### WHAT THE TASK ASKS
Your task is to repeat the listing exactly.

Location labeling records
==========

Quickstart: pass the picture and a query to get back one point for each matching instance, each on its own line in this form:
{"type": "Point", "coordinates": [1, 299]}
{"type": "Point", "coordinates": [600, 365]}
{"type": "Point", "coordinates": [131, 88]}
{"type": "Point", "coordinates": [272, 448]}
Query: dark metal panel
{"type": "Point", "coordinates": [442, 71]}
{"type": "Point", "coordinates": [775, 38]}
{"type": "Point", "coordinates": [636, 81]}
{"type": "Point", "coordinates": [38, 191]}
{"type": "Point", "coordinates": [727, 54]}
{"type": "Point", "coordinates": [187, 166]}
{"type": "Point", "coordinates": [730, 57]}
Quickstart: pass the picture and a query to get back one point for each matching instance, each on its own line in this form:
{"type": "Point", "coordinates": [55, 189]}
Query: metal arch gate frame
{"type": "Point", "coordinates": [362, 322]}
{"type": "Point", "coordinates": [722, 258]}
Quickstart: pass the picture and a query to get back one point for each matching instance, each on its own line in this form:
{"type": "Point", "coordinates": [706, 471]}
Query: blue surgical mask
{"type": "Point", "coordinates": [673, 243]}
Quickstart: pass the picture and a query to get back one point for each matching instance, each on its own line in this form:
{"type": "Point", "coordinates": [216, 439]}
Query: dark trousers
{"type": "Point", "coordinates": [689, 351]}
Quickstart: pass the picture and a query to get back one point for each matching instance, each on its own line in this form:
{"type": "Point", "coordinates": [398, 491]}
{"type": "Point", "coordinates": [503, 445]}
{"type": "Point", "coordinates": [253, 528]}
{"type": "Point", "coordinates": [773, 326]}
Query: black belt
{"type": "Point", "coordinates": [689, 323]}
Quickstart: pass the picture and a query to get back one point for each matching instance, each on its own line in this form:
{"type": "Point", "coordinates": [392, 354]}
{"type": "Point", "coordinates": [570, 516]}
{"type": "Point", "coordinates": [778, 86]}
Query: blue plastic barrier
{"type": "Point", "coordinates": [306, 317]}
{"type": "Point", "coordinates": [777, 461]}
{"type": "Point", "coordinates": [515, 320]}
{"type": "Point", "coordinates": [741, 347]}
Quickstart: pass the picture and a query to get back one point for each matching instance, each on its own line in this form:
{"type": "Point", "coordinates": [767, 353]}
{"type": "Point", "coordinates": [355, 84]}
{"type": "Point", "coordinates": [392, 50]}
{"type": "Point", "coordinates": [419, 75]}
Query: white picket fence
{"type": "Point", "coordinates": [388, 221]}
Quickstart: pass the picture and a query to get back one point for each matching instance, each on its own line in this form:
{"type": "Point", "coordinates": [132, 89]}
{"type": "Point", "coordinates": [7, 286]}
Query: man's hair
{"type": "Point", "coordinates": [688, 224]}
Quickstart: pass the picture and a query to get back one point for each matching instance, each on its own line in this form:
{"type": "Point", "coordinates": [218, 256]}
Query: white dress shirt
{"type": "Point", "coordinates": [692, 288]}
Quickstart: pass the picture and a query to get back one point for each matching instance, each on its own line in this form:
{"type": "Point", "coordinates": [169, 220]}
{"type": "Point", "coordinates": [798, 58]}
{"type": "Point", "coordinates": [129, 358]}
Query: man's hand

==========

### RESULT FOR THIS TASK
Quickstart: pass the picture and a query to get back one point for each matching instance, each on its own line in this form:
{"type": "Point", "coordinates": [1, 299]}
{"type": "Point", "coordinates": [600, 365]}
{"type": "Point", "coordinates": [131, 88]}
{"type": "Point", "coordinates": [272, 448]}
Query: dark metal panel
{"type": "Point", "coordinates": [442, 71]}
{"type": "Point", "coordinates": [775, 38]}
{"type": "Point", "coordinates": [636, 81]}
{"type": "Point", "coordinates": [38, 191]}
{"type": "Point", "coordinates": [727, 54]}
{"type": "Point", "coordinates": [187, 166]}
{"type": "Point", "coordinates": [730, 57]}
Quickstart: pass the picture and a query to get back one point for each matching instance, each on its own line in this form:
{"type": "Point", "coordinates": [55, 189]}
Query: metal arch gate frame
{"type": "Point", "coordinates": [362, 322]}
{"type": "Point", "coordinates": [722, 258]}
Quickstart: pass the picture and a query to get back one point for each matching instance, each on its own line in this form:
{"type": "Point", "coordinates": [706, 471]}
Query: blue surgical mask
{"type": "Point", "coordinates": [673, 243]}
Quickstart: pass the picture and a query to get back one point for each matching instance, each on its own line in this form:
{"type": "Point", "coordinates": [216, 439]}
Query: dark trousers
{"type": "Point", "coordinates": [689, 351]}
Quickstart: pass the picture and a query to get back one point for each matching instance, each on its own line in this form:
{"type": "Point", "coordinates": [398, 491]}
{"type": "Point", "coordinates": [503, 445]}
{"type": "Point", "coordinates": [253, 528]}
{"type": "Point", "coordinates": [773, 326]}
Query: black belt
{"type": "Point", "coordinates": [689, 323]}
Quickstart: pass the picture and a query to get back one point for each matching instance, each on its own line in this form:
{"type": "Point", "coordinates": [392, 354]}
{"type": "Point", "coordinates": [570, 516]}
{"type": "Point", "coordinates": [778, 86]}
Query: blue plastic barrier
{"type": "Point", "coordinates": [306, 317]}
{"type": "Point", "coordinates": [777, 461]}
{"type": "Point", "coordinates": [515, 320]}
{"type": "Point", "coordinates": [741, 347]}
Quickstart: pass the picture and a query to get back one point for each matching instance, each on its own line in this form:
{"type": "Point", "coordinates": [767, 353]}
{"type": "Point", "coordinates": [355, 84]}
{"type": "Point", "coordinates": [392, 50]}
{"type": "Point", "coordinates": [419, 75]}
Query: white picket fence
{"type": "Point", "coordinates": [388, 221]}
Quickstart: pass the picture and a query to get back one point for each matching instance, each on its own line in this form:
{"type": "Point", "coordinates": [132, 89]}
{"type": "Point", "coordinates": [7, 286]}
Query: man's hair
{"type": "Point", "coordinates": [688, 224]}
Quickstart: pass the picture and a query to get back one point for each matching instance, each on its own line in this form:
{"type": "Point", "coordinates": [218, 256]}
Query: white dress shirt
{"type": "Point", "coordinates": [692, 288]}
Quickstart: pass the picture and a query to get back one point for each matching instance, each on its own line in this form:
{"type": "Point", "coordinates": [169, 220]}
{"type": "Point", "coordinates": [798, 58]}
{"type": "Point", "coordinates": [129, 358]}
Query: man's hand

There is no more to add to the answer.